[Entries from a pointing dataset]
+---+

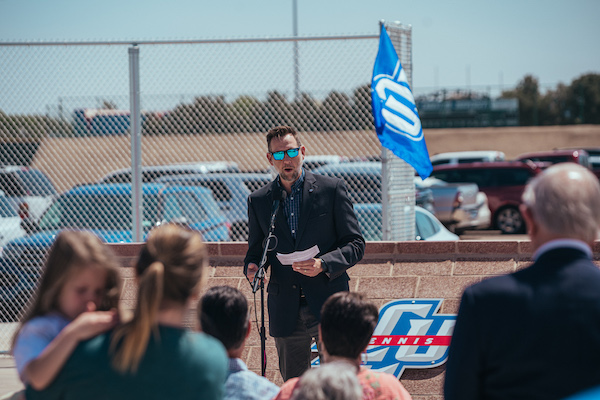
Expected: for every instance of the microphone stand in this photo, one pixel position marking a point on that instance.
(259, 283)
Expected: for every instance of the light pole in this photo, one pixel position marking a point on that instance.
(295, 33)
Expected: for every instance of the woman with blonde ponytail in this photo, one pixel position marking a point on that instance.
(152, 356)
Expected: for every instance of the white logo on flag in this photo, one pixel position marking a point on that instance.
(394, 95)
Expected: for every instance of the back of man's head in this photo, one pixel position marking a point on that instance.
(565, 200)
(223, 314)
(347, 324)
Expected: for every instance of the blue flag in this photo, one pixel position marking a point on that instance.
(394, 111)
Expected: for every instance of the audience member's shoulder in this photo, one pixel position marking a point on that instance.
(287, 389)
(385, 386)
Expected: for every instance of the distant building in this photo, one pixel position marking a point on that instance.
(468, 112)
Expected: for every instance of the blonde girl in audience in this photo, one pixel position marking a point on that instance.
(77, 299)
(154, 355)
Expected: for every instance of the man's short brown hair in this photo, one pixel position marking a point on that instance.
(347, 324)
(281, 131)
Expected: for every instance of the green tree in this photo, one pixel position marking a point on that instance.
(584, 99)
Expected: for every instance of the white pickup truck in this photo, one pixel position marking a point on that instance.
(459, 206)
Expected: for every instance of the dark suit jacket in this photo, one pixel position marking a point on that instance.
(533, 334)
(327, 219)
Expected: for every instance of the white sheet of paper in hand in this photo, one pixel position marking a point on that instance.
(289, 259)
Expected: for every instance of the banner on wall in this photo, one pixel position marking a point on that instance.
(410, 334)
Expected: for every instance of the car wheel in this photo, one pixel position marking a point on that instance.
(509, 220)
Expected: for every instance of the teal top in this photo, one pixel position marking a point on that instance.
(179, 364)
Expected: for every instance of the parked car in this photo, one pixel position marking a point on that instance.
(315, 161)
(459, 206)
(27, 186)
(503, 182)
(363, 180)
(427, 226)
(231, 192)
(153, 172)
(462, 157)
(593, 158)
(106, 211)
(10, 222)
(578, 156)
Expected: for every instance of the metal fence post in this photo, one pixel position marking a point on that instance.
(136, 143)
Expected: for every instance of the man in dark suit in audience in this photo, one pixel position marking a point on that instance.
(535, 333)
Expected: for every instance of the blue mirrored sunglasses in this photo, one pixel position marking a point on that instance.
(279, 155)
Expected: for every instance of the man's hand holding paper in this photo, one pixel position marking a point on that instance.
(311, 267)
(303, 261)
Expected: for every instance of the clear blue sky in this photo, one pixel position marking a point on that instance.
(454, 42)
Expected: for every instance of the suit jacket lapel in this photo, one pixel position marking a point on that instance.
(281, 225)
(310, 185)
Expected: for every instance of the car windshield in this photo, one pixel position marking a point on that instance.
(36, 183)
(6, 209)
(97, 212)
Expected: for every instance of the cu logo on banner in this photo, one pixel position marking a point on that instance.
(398, 107)
(409, 334)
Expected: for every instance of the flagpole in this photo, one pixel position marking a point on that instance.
(385, 230)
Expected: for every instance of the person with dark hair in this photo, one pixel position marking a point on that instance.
(154, 355)
(223, 314)
(347, 324)
(315, 214)
(535, 333)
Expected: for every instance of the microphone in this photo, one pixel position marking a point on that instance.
(278, 196)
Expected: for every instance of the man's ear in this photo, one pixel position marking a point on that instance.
(249, 328)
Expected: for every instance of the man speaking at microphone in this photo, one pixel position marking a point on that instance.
(315, 216)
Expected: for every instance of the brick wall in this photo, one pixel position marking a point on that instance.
(389, 271)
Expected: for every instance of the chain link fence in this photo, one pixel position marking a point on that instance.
(206, 107)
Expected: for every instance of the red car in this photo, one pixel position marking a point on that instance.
(502, 181)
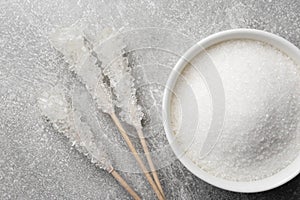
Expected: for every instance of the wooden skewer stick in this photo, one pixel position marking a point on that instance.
(124, 184)
(137, 157)
(149, 159)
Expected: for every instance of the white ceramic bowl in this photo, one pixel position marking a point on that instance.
(271, 182)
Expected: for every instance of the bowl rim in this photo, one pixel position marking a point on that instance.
(276, 180)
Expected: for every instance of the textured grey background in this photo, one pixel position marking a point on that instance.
(38, 163)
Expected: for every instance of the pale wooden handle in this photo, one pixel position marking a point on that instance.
(137, 157)
(149, 159)
(125, 185)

+---+

Goal:
Reproduce the lines above verbatim, starting at the line that contains "Expected: for every instance of the textured" and continuing through the last line of the rows, with both of those lines included.

Response for this exercise:
Expected: for every instance of the textured grey background in this photo, one pixel position marking a point on that instance.
(38, 163)
Expected: for every instance of the pale wooden handle in this photo, one pixel position marking a point on that instance.
(137, 157)
(149, 159)
(125, 185)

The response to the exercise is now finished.